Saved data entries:
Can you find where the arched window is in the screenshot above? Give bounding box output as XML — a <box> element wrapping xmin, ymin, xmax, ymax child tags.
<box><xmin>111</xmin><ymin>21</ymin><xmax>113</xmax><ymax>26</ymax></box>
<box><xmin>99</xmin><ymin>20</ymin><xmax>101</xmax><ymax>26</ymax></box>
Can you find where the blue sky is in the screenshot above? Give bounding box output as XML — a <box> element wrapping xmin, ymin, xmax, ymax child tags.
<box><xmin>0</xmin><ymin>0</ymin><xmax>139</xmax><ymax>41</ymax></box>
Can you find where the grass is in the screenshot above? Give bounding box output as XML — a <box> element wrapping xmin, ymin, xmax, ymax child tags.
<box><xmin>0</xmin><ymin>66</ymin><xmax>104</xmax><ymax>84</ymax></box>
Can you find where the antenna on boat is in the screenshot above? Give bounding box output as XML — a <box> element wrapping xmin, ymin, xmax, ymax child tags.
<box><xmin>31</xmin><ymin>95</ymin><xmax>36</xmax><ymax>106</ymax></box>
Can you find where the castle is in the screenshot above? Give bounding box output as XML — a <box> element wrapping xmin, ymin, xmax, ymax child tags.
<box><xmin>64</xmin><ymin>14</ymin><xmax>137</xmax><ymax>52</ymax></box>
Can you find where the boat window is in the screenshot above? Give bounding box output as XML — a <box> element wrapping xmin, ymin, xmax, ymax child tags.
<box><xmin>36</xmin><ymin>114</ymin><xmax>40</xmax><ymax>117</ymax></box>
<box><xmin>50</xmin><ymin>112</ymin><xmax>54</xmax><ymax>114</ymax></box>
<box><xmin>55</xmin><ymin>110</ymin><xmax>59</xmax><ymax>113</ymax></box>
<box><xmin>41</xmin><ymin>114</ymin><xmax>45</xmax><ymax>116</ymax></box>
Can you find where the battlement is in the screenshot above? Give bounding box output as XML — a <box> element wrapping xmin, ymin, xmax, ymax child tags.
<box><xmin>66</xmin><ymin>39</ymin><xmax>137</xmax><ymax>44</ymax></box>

— Work order —
Each of the lines from the one holding "Can you find where the battlement" through the final line of the entries is to be set down exactly, and no others.

— Answer for the task —
Can you find where the battlement is in the screenshot above? Give bounding box output as XML — a <box> element wrapping xmin, ymin, xmax, ymax child tags.
<box><xmin>66</xmin><ymin>39</ymin><xmax>137</xmax><ymax>44</ymax></box>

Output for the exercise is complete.